(Natural-language object grounding data)
= Beginning of Section =
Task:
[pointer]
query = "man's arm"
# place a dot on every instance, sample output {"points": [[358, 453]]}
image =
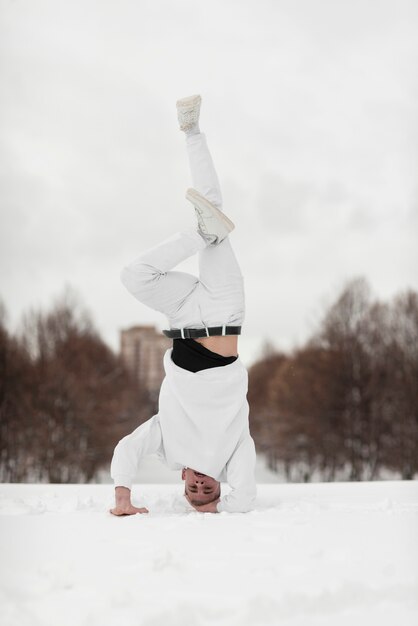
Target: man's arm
{"points": [[144, 440], [240, 475]]}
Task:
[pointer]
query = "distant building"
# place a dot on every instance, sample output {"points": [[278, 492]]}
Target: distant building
{"points": [[142, 349]]}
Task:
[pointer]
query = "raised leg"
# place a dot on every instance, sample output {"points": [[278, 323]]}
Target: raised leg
{"points": [[151, 280], [219, 270]]}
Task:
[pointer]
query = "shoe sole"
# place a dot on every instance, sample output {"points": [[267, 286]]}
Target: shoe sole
{"points": [[190, 101], [200, 201]]}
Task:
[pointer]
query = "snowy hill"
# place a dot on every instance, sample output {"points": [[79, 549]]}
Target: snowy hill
{"points": [[309, 554]]}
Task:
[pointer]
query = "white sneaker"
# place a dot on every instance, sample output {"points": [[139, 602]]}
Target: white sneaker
{"points": [[188, 110], [213, 224]]}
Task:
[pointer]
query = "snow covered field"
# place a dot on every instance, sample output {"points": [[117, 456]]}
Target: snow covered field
{"points": [[310, 554]]}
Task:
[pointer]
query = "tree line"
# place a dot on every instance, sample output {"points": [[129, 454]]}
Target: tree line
{"points": [[65, 397], [345, 404]]}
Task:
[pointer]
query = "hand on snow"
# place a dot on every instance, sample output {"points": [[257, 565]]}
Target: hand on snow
{"points": [[123, 503], [127, 509]]}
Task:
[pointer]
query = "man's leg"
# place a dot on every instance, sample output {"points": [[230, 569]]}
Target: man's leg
{"points": [[219, 270], [150, 279]]}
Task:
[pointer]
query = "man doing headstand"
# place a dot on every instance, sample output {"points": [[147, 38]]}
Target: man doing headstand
{"points": [[202, 422]]}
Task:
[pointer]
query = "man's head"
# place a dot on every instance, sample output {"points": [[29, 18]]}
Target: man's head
{"points": [[200, 488]]}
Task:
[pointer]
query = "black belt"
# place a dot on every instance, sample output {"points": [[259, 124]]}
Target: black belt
{"points": [[211, 331]]}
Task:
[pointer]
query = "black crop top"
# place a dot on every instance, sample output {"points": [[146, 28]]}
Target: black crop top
{"points": [[193, 356]]}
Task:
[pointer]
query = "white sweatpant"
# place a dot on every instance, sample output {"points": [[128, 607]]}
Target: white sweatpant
{"points": [[216, 296]]}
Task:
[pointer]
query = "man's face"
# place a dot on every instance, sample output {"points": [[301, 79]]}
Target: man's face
{"points": [[200, 488]]}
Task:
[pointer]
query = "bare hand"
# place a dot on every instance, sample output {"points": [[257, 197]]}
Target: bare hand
{"points": [[127, 509]]}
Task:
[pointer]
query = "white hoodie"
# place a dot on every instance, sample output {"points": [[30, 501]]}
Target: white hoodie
{"points": [[202, 423]]}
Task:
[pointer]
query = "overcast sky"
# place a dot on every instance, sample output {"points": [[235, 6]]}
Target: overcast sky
{"points": [[310, 111]]}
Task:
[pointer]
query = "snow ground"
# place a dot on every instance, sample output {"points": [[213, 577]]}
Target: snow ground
{"points": [[308, 555]]}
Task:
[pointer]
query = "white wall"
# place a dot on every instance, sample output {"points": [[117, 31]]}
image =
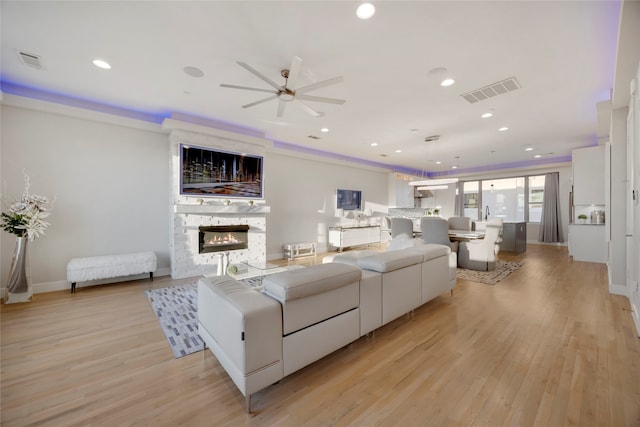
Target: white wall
{"points": [[617, 204], [302, 196], [111, 185]]}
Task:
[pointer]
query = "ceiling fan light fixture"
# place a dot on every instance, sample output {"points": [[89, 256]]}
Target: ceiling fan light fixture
{"points": [[286, 97], [101, 63], [365, 11]]}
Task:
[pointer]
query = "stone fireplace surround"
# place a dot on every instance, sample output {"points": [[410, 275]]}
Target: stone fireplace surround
{"points": [[185, 259], [187, 214]]}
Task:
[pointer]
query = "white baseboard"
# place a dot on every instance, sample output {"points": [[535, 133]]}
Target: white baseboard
{"points": [[636, 318], [618, 290]]}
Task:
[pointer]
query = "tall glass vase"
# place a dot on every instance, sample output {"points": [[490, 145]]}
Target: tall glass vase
{"points": [[19, 285]]}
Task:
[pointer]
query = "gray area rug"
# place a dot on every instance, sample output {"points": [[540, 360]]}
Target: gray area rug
{"points": [[503, 269], [176, 308]]}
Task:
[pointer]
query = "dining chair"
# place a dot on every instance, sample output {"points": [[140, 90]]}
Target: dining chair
{"points": [[460, 223], [481, 254], [436, 230]]}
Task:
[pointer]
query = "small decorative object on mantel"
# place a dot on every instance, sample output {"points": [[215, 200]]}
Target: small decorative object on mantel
{"points": [[25, 219]]}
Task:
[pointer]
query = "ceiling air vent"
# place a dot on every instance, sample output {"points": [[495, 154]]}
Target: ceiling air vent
{"points": [[431, 138], [31, 60], [494, 89]]}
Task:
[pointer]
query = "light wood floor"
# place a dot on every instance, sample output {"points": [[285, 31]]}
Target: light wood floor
{"points": [[547, 346]]}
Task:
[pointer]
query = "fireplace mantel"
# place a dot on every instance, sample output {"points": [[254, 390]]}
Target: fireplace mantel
{"points": [[232, 209]]}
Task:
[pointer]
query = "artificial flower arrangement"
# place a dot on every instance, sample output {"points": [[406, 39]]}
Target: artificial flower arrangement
{"points": [[26, 217]]}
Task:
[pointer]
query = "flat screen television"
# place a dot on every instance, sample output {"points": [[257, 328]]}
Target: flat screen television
{"points": [[206, 171], [349, 200]]}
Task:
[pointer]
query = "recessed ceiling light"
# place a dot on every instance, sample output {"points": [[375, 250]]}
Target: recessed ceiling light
{"points": [[365, 11], [193, 71], [447, 82], [101, 63]]}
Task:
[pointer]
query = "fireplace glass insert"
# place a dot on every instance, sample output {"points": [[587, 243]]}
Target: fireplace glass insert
{"points": [[217, 238]]}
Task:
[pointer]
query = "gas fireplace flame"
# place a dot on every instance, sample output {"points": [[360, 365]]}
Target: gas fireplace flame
{"points": [[227, 239]]}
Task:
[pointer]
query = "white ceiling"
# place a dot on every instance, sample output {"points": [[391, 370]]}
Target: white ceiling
{"points": [[562, 54]]}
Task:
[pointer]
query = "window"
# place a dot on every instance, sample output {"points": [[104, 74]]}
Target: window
{"points": [[471, 199], [536, 197], [503, 198], [512, 199]]}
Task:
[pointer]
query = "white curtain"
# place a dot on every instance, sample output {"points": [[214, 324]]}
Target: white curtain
{"points": [[550, 224]]}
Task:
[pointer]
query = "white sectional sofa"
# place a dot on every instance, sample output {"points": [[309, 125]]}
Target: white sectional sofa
{"points": [[260, 335]]}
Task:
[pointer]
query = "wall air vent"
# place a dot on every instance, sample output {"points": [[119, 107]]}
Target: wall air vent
{"points": [[31, 60], [494, 89]]}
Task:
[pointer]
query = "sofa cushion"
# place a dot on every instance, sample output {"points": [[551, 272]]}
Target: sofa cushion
{"points": [[389, 261], [350, 258], [431, 250], [300, 283]]}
= End of Section =
# Task description:
Omit the pictures. Repeat the rest of the data exactly.

# Answer for this exercise:
Task:
[pointer]
query = "man's arm"
# place a dot on every instance, sample output {"points": [[358, 453]]}
image =
Target: man's arm
{"points": [[144, 440], [240, 475]]}
Task:
[pointer]
query = "distant building"
# place a dot on every instance, sample output {"points": [[278, 492]]}
Target: distant building
{"points": [[142, 349]]}
Task:
[pointer]
query = "raised leg"
# place a dot on every instance, sample output {"points": [[278, 323]]}
Target: raised leg
{"points": [[151, 280], [219, 270]]}
Task:
[pointer]
query = "shoe sole"
# place a dot on every instance, sample output {"points": [[267, 286]]}
Target: shoe sole
{"points": [[190, 101], [200, 201]]}
Task:
[pointer]
query = "snowy hill"
# place a dot on every instance, sample output {"points": [[79, 549]]}
Target: snowy hill
{"points": [[309, 554]]}
Task:
[pointer]
query = "white sneaker"
# place a dot on every instance, sample output {"points": [[139, 602]]}
Target: white sneaker
{"points": [[188, 110], [213, 224]]}
Task:
[pointer]
query = "snow covered field"
# place a dot on every instance, sample output {"points": [[117, 456]]}
Target: snow covered field
{"points": [[310, 554]]}
Task:
[pointer]
query = "tree line"
# place a dot on every instance, sample output {"points": [[129, 454]]}
Target: tree line
{"points": [[65, 397], [345, 404]]}
Task:
[pointer]
query = "hand on snow"
# place a dot on every instance, sample output {"points": [[257, 565]]}
Target: hand on snow
{"points": [[123, 503], [127, 509]]}
Task:
[pointer]
query = "man's leg"
# place a dot on every instance, sample output {"points": [[230, 569]]}
Target: man's leg
{"points": [[219, 270], [150, 279]]}
Task:
[pointer]
query = "man doing headstand"
# place a dot on every instance, sample output {"points": [[147, 38]]}
Target: man doing headstand
{"points": [[202, 422]]}
Task:
[pointer]
query = "man's head"
# place a dot on every instance, sample output {"points": [[29, 18]]}
Target: man's head
{"points": [[200, 488]]}
Task:
[pointer]
query = "black belt"
# place a dot on every instance, sample output {"points": [[259, 124]]}
Target: black belt
{"points": [[211, 331]]}
Task:
[pointer]
query = "black crop top"
# place a dot on every instance, sample output {"points": [[146, 28]]}
Target: black crop top
{"points": [[193, 356]]}
Task:
[pointer]
query = "white sweatpant"
# place a dot on every instance, sample output {"points": [[128, 607]]}
Target: white sweatpant
{"points": [[216, 296]]}
Task:
[pointer]
query = "man's face"
# place a dot on every instance, sample output {"points": [[301, 79]]}
Target: man's face
{"points": [[200, 488]]}
Task:
[pointer]
query = "bare hand"
# place a dot on every instance, sample output {"points": [[257, 197]]}
Target: bare hand
{"points": [[127, 509]]}
Task:
[pointer]
query = "white hoodie"
# place a dot on every instance, sample output {"points": [[30, 501]]}
Target: white hoodie
{"points": [[202, 423]]}
Task:
[pointer]
query = "overcast sky"
# place a dot on every instance, sample output {"points": [[235, 6]]}
Target: overcast sky
{"points": [[310, 111]]}
Task:
[pointer]
query = "snow ground"
# place a dot on every instance, sample output {"points": [[213, 577]]}
Target: snow ground
{"points": [[308, 555]]}
Task:
[pointer]
query = "white wall"
# place a dot on every instance, sample output {"points": [[117, 31]]}
image =
Target: white wall
{"points": [[617, 204], [302, 196], [111, 185]]}
Task:
[pointer]
query = "ceiling fan light fixture"
# place a dot on every instance, sample output {"points": [[89, 256]]}
Target: ceiling fan light fixture
{"points": [[286, 97], [101, 63], [365, 11]]}
Task:
[pointer]
query = "stone fireplace surround"
# place a dot on every instance, sample output {"points": [[410, 275]]}
Target: stone fireplace surround
{"points": [[185, 259], [187, 214]]}
Task:
[pointer]
query = "white baseboard"
# place a dot on every instance, sample output {"points": [[535, 133]]}
Target: white baseboard
{"points": [[636, 318], [618, 290]]}
Task:
[pointer]
query = "tall glass vase"
# place a dot on every instance, sample output {"points": [[490, 145]]}
Target: tall glass vase
{"points": [[19, 285]]}
Task:
[pointer]
query = "gray area rug"
# place a dot on every instance, sample output {"points": [[540, 360]]}
Target: gray area rug
{"points": [[503, 269], [176, 308]]}
Task:
[pointer]
query = "dining chair"
# place a dot on every instance, sample output {"points": [[140, 90]]}
Target: dining chair
{"points": [[460, 223], [481, 254], [436, 230]]}
Task:
[pointer]
query = "small decorative object on mantel"
# place a dot on every instance, sample output {"points": [[215, 200]]}
Target: small decorative object on mantel
{"points": [[25, 219]]}
Task:
[pointer]
query = "ceiling air vent"
# place a dot on every instance, sample output {"points": [[495, 154]]}
Target: ceiling air vent
{"points": [[431, 138], [31, 60], [494, 89]]}
Task:
[pointer]
query = "light wood floor"
# place a dot on every instance, sample output {"points": [[285, 31]]}
Target: light wood floor
{"points": [[547, 346]]}
Task:
[pointer]
query = "fireplace mantel"
# place a dot on every instance, sample output {"points": [[254, 390]]}
Target: fireplace mantel
{"points": [[232, 209]]}
Task:
[pointer]
query = "artificial flower arrangement"
# place a dot on every instance, sample output {"points": [[406, 39]]}
Target: artificial flower arrangement
{"points": [[26, 217]]}
Task:
[pointer]
query = "flat screen television"
# place a dot on every instance, sample output {"points": [[257, 328]]}
Target: flat screen television
{"points": [[206, 171], [349, 200]]}
Task:
[pointer]
query = "recessed ceiling light"
# place a dot on every instance, sample output {"points": [[375, 250]]}
Target: recessed ceiling light
{"points": [[365, 11], [193, 71], [447, 82], [101, 63]]}
Task:
[pointer]
query = "fireplace glass insert"
# place a dot on every instance, sample output {"points": [[587, 243]]}
Target: fireplace glass insert
{"points": [[217, 238]]}
Task:
[pointer]
query = "gas fireplace flame"
# place a dot on every instance, sample output {"points": [[360, 365]]}
Target: gas fireplace flame
{"points": [[227, 239]]}
Task:
[pointer]
query = "white ceiling"
# place a dot on every instance, sample output {"points": [[391, 370]]}
Target: white ceiling
{"points": [[562, 54]]}
Task:
[pointer]
query = "window"
# place a dot on every instance, sample output {"points": [[104, 74]]}
Target: window
{"points": [[471, 199], [536, 197], [503, 198], [512, 199]]}
Task:
[pointer]
query = "white curtain"
# place a dot on every instance, sample output {"points": [[214, 324]]}
Target: white curtain
{"points": [[550, 224]]}
Task:
[pointer]
query = "white sectional sofa"
# place a dot on every instance, sample output {"points": [[309, 125]]}
Target: white sectional sofa
{"points": [[260, 335]]}
Task:
[pointer]
query = "wall air vent"
# place a dot on every instance, sample output {"points": [[119, 107]]}
Target: wall air vent
{"points": [[31, 60], [494, 89]]}
Task:
[pointer]
query = "sofa cushion"
# place a dot on every instance, sample output {"points": [[551, 272]]}
Target: sofa cushion
{"points": [[389, 261], [350, 258], [431, 250], [300, 283]]}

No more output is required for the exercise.